What the task asks »
Rewrite every line of the items below as a numbered list, omitting blank lines and leaving the pictures out of your answer.

(A series of records)
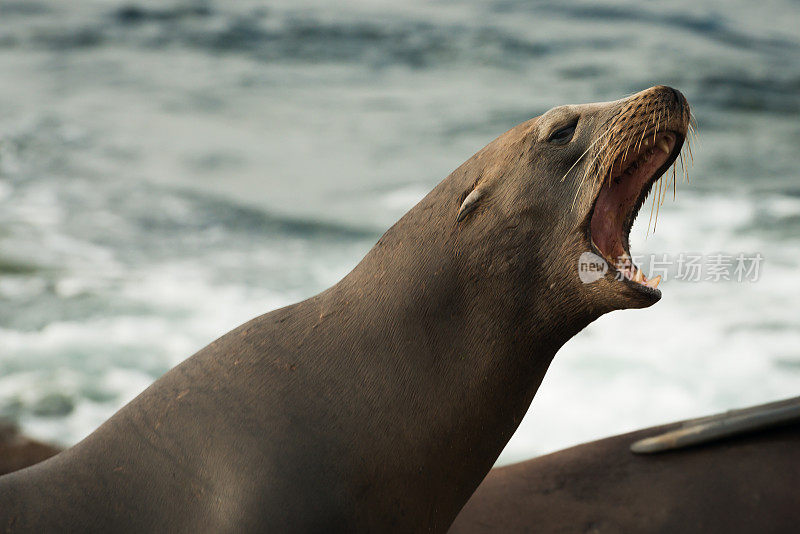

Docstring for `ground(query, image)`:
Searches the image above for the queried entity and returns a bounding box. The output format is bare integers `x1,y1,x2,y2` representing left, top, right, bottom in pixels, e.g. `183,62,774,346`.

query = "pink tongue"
591,148,665,261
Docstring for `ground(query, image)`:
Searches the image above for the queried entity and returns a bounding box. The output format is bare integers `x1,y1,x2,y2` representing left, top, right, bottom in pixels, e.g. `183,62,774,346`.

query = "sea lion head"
454,86,691,316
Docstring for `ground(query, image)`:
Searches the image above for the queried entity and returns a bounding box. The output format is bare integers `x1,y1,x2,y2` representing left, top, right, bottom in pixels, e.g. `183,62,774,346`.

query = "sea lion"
0,86,690,532
449,414,800,534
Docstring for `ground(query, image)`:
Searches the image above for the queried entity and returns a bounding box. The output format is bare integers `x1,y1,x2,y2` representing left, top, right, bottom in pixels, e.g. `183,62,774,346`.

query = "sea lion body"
449,423,800,534
0,87,689,532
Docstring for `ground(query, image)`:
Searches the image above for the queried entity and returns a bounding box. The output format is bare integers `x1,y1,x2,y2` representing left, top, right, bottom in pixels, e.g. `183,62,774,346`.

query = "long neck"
304,177,591,525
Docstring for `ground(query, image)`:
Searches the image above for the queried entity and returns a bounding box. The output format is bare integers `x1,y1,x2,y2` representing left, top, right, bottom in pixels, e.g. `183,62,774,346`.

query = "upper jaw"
586,130,684,302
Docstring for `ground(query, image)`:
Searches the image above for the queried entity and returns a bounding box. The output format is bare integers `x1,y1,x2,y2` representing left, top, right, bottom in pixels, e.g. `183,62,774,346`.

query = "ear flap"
456,188,483,222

Written reply »
1. Docstring for `ground(query, image)`:
2. Searches the image above for the queried entity and returns a bounding box. The output format is bare integers `x1,y1,x2,y2` representing left, top, right, bottom in pixels, e.g. `183,62,774,346`.
3. query = "pink tongue"
4. 591,148,665,261
5. Docstring for `ground(query, image)`:
6. Searches the image above for the queried entity and returns a bounding box. The output format is bare integers `x1,y1,x2,y2` representing left, top, right, bottom in pixels, e.g. `183,62,774,346`.
7. query = "sea lion head"
8. 454,86,691,316
9. Docstring for `ground(query, image)`:
10. Searches the image above for the queried entity and returns a bounding box. The output format is bare integers `x1,y1,x2,y2` representing left, top, right, bottom in pixels, e.g. `183,62,774,346`.
11. query = "sea lion"
12. 0,86,690,532
13. 449,414,800,534
14. Docstring for `ground(query, image)`:
15. Searches the image above for the queried entity and returns a bounding box. The output format is bare integers `x1,y1,x2,y2` representing left, top, right, bottom in pixels, e.g. `183,62,774,346`.
16. query = "sea lion body"
17. 449,423,800,534
18. 0,87,689,532
19. Docstring for `ground(query, image)`:
20. Searches the image above for the queried entity and returns a bounding box. The output format is bare integers `x1,y1,x2,y2` representing left, top, right, bottom in pixels, e.g. `183,62,774,346`.
21. query = "long neck"
22. 304,177,591,525
23. Docstring for `ground(query, image)`:
24. Searches the image above for the queried entity and returns a bounding box. The output format is bare integers `x1,y1,x2,y2` representing left, top, right, bottom in pixels, e.g. `183,62,774,346`.
25. query = "upper jaw"
26. 586,130,684,302
27. Docstring for `ground(query, image)`:
28. Searches the image above for the queried entity and returns a bounding box. The output format is bare integers `x1,y1,x2,y2` representing left, top, right, bottom in pixels, e.g. `183,62,774,346`.
29. query = "ear flap"
30. 456,188,483,222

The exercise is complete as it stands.